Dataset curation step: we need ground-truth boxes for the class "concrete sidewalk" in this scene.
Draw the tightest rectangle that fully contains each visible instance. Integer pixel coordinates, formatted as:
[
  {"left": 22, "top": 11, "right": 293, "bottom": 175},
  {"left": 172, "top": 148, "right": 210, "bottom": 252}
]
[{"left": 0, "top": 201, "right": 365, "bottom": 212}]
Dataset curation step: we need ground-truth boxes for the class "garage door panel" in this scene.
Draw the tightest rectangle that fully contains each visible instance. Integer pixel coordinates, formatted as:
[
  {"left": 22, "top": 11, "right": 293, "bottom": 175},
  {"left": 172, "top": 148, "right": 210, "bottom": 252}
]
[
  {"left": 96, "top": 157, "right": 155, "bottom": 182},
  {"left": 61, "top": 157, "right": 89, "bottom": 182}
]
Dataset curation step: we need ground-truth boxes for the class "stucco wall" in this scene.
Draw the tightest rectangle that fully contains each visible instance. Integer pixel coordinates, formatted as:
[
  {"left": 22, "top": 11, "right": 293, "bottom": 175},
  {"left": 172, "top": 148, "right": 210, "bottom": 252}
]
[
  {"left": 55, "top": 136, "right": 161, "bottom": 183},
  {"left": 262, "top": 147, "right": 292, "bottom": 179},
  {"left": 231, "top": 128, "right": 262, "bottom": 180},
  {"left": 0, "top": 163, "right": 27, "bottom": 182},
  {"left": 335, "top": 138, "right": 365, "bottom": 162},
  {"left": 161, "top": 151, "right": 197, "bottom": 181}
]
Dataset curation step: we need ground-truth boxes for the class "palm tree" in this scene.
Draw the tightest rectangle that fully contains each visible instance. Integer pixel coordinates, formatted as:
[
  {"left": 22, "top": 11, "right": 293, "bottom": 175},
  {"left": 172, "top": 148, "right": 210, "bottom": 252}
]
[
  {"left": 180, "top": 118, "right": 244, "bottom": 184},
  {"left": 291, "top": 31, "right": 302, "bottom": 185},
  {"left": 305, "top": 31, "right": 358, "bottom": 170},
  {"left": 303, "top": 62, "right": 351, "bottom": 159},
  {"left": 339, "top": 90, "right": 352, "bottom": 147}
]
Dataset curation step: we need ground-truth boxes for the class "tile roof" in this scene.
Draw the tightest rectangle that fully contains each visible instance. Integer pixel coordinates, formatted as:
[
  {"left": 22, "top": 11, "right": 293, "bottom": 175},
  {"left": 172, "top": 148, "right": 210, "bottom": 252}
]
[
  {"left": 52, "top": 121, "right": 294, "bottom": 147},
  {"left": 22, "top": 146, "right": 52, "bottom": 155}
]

--- --- ---

Short problem - Write the listing out again, exactly as shown above.

Response below -
Dataset curation step: we need ground-truth boxes for the class "concrete sidewalk" in this scene.
Draw the tightest rectangle that fully contains each visible instance. Integer pixel coordinates, formatted as:
[
  {"left": 22, "top": 11, "right": 293, "bottom": 175},
  {"left": 172, "top": 148, "right": 210, "bottom": 252}
]
[{"left": 0, "top": 201, "right": 365, "bottom": 212}]
Dataset curation step: we need ground-truth boxes for the class "garage door panel" in this scene.
Draw the tightest rectangle that fully contains each visible instance. Integer pixel coordinates, formatted as:
[
  {"left": 22, "top": 11, "right": 293, "bottom": 175},
  {"left": 172, "top": 148, "right": 210, "bottom": 252}
]
[
  {"left": 96, "top": 157, "right": 155, "bottom": 182},
  {"left": 61, "top": 157, "right": 89, "bottom": 182}
]
Dataset curation step: we need ground-truth boxes for the class "stucco wall" in this scene.
Draw the tightest rectangle that fully contains each visible instance. Integer pixel coordinates, formatted as:
[
  {"left": 22, "top": 11, "right": 293, "bottom": 175},
  {"left": 172, "top": 148, "right": 210, "bottom": 252}
]
[
  {"left": 55, "top": 136, "right": 161, "bottom": 183},
  {"left": 262, "top": 147, "right": 292, "bottom": 179},
  {"left": 231, "top": 128, "right": 262, "bottom": 180},
  {"left": 0, "top": 163, "right": 27, "bottom": 182},
  {"left": 335, "top": 138, "right": 365, "bottom": 162},
  {"left": 161, "top": 151, "right": 197, "bottom": 181}
]
Dataset curation step: we need ground-truth boxes for the class "palm tree" in this scene.
Draw the tightest rectangle that fully contains each visible instance. Integer pixel coordinates, formatted as:
[
  {"left": 22, "top": 11, "right": 293, "bottom": 175},
  {"left": 172, "top": 148, "right": 210, "bottom": 252}
]
[
  {"left": 180, "top": 118, "right": 244, "bottom": 184},
  {"left": 291, "top": 31, "right": 302, "bottom": 185},
  {"left": 305, "top": 31, "right": 358, "bottom": 170},
  {"left": 303, "top": 62, "right": 351, "bottom": 159},
  {"left": 339, "top": 90, "right": 352, "bottom": 147}
]
Dataset curation step: we need ground-truth boxes for the class "tile roof" in this scene.
Draw the tightest rectangle that fully contains each visible instance. Integer pixel coordinates, formatted as:
[
  {"left": 22, "top": 11, "right": 293, "bottom": 175},
  {"left": 172, "top": 148, "right": 210, "bottom": 252}
]
[
  {"left": 52, "top": 121, "right": 294, "bottom": 147},
  {"left": 22, "top": 146, "right": 52, "bottom": 155}
]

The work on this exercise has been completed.